> Problem
Give every entry again, word for word and in full.

> Available data
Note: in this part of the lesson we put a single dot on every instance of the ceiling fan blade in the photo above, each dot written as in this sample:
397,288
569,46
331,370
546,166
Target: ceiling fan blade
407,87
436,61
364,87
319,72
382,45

> Answer area
Note: in this part of the lesson we put a single dot on every instance of the ceiling fan blade in the photo above, each dot written as in this sample:
397,288
569,46
331,370
546,166
Target: ceiling fan blade
407,87
436,61
364,87
319,72
382,45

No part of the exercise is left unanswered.